** BEGIN Excerpt to read **

Here Comes the Night

All the best cats appreciate literature.
All the coolest cats appreciate literature.

Draw the shades. Light the fire. Dig into that pile of books you’ve been saving for this: The Long Dark Tunnel of the Northwest Night.

In November the whiplash-inducing sudden end of Daylight Saving Time sends many of us inside to seek bright cheer through various means. Some turn to social networks. Others to cable TV. Still others, creatures of the night year-round, embrace the darkness, I suppose.

For me, the saving grace of the season isn’t the twinkling lights festooned on trees and houses, or the comforting abundance of nature’s harvest, but the freedom to burrow into the piles of books I’ve stored against this time.

Squirrels can keep the nuts. I sustain myself with books.

Seattle is a booklover’s haven. Even in these testing economic times, the plucky independent bookstores in this town continue to provide a forum for ideas, community and progressive action that is as cheering as a cup of ale, or cocoa if you prefer, beside a crackling fire.

Others may prefer the thrills to be found in skiing, or snowboarding, or the dizzying swirl of ice skating. But not for me. These old bones will settle with a good book in a cozy chair until the planet tilts back to the light.

Mythed Opportunities

I’ve got nothing in particular against blockbuster movies. I appreciate the way they dazzle and explode and create jobs for a small army of artistic technical engineers. But the movies that truly thrill me tend to be the small quiet ones, the ones that dig down and grapple with the slippery business of being human, or not.

** END Excerpt to read **
** BEGIN Provided data **

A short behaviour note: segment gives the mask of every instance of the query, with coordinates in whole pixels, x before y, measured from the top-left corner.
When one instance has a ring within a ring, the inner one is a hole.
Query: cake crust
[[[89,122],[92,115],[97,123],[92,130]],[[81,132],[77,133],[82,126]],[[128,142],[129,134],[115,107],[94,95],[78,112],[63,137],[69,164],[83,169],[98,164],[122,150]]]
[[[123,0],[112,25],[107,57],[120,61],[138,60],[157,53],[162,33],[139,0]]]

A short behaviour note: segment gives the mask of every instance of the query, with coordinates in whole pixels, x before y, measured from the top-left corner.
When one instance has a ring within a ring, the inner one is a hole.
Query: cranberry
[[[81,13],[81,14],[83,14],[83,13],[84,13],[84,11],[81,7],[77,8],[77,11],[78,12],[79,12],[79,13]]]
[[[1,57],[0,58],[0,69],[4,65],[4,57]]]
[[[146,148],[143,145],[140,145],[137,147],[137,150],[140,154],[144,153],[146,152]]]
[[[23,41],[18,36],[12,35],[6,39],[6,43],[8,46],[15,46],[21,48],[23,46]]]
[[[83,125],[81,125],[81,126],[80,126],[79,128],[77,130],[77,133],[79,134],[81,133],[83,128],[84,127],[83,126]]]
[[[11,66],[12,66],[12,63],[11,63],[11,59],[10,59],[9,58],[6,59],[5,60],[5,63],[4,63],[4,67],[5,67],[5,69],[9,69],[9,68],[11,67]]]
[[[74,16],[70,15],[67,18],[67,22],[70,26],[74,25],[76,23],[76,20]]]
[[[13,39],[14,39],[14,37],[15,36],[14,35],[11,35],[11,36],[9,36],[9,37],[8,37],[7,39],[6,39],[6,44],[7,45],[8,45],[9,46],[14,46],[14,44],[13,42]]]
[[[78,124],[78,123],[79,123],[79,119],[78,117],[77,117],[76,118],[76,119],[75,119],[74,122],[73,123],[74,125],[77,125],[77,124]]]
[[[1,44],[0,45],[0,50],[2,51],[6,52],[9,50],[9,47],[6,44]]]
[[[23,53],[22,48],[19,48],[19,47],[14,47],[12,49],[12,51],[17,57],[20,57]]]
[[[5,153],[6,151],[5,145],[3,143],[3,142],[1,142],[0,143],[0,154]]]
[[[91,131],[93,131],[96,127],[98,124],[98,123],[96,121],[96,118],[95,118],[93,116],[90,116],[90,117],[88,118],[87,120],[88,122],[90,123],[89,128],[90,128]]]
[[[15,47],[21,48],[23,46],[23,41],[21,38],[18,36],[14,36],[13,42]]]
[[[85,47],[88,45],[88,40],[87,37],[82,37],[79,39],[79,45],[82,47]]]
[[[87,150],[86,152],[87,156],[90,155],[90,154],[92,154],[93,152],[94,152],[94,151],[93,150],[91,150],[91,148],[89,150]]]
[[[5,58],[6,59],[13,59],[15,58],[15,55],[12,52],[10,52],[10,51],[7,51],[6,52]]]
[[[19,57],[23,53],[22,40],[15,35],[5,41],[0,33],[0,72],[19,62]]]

** END Provided data **
** BEGIN Provided data **

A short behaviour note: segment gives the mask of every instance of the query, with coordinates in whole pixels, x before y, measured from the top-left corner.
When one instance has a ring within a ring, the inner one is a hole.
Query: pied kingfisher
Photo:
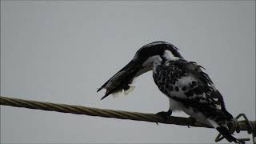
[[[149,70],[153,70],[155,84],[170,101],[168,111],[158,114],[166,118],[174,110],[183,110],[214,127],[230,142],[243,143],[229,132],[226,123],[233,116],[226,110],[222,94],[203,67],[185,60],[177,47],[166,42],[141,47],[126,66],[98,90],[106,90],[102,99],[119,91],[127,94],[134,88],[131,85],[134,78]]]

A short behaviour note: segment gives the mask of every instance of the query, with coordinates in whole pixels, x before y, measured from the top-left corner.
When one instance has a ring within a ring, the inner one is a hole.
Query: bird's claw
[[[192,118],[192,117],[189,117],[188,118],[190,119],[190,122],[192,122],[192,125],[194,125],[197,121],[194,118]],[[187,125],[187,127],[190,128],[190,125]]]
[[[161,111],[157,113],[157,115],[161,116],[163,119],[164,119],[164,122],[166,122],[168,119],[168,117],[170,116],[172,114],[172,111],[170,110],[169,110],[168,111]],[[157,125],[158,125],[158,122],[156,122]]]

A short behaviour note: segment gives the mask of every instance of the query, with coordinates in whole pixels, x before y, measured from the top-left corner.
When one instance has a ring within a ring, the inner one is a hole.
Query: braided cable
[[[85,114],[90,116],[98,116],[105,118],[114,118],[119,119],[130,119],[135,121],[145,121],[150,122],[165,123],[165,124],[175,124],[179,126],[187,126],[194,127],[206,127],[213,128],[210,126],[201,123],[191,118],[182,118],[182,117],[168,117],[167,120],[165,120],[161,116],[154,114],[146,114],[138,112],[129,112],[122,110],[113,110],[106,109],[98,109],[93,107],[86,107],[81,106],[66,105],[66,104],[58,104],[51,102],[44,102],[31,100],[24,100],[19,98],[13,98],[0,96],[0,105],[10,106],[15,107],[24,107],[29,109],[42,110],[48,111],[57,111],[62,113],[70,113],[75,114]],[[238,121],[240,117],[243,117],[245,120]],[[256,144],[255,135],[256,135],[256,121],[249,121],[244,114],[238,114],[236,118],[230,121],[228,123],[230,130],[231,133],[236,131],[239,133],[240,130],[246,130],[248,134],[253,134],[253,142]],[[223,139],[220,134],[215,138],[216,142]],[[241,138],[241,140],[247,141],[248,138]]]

** END Provided data **

▶ _To-do list_
[1] Answer each question using the essay on winter reading.
(a) According to the essay, what sends many people indoors in November?
(b) Which city does the essay call a booklover's haven?
(c) Which movies does the essay say truly thrill the writer?
[2] Write a continuation of the essay on winter reading, starting from its final sentence.
The listing plays no part in this work.

▶ _Answers to the exercise_
[1]
(a) The sudden end of Daylight Saving Time.
(b) Seattle.
(c) The small, quiet ones that grapple with the slippery business of being human, or not.

[2]
Last night I watched  “Pretty Bird,” a small independent film from 2008 about three men existing on the slim borderline between failure and mediocrity who catch fire when one of them, the dreamer/hustler Curtis, played brilliantly by Billy Crudup, inspires the other two to believe in his dream of building a rocket belt. Curtis, with his guileless smile and serene self-confidence, exemplifies the perfect huckster, one who believes so fiercely in his own impossible schemes that he projects an innocent aura which lulls even the hardened skeptic.

Paul Giamatti, as the skeptical rocket scientist, is terrific as always, portraying a bitter genius driven to the edge of madness by double dealing and corporate abuse. And as Kenny, the sweetly devoted friend who cheerfully sinks all his money into the project, David Hornby is achingly convincing.

The fictional movie is based on actual events, but it’s fueled by the deft character studies. There’s humor and intrigue and a certain amount of suspense, but what you come away with is a kind of modern version of Icarus. The dream of flight continues to lift men out of their ordinary lives, but coming back down remains a challenge.

“Pretty Bird” reminded me in some ways of another small independent film that blew me away back in the 90s. “Bottle Rocket,” the first film written by Wes Anderson and Owen Wilson, is another story of three men, each a bit lost, each motivated by a different passion. The film, which really showcases the Wilson brothers, Owen and Luke, is funny and tender and understated, and, though the characters aspire to be successful thieves, it ends up making the same point as “Pretty Bird.”

You can fool yourself, and you may fool your friends for a while, but sooner or later, if you’re human, you have to come back to earth. All rockets fizzle eventually.

Walking and Gawking


Among the pleasures on our frequent walks around Seattle are discoveries of unexpected art, some designed and installed by humans, some the work of Nature, some the transitory miracles of a unique moment.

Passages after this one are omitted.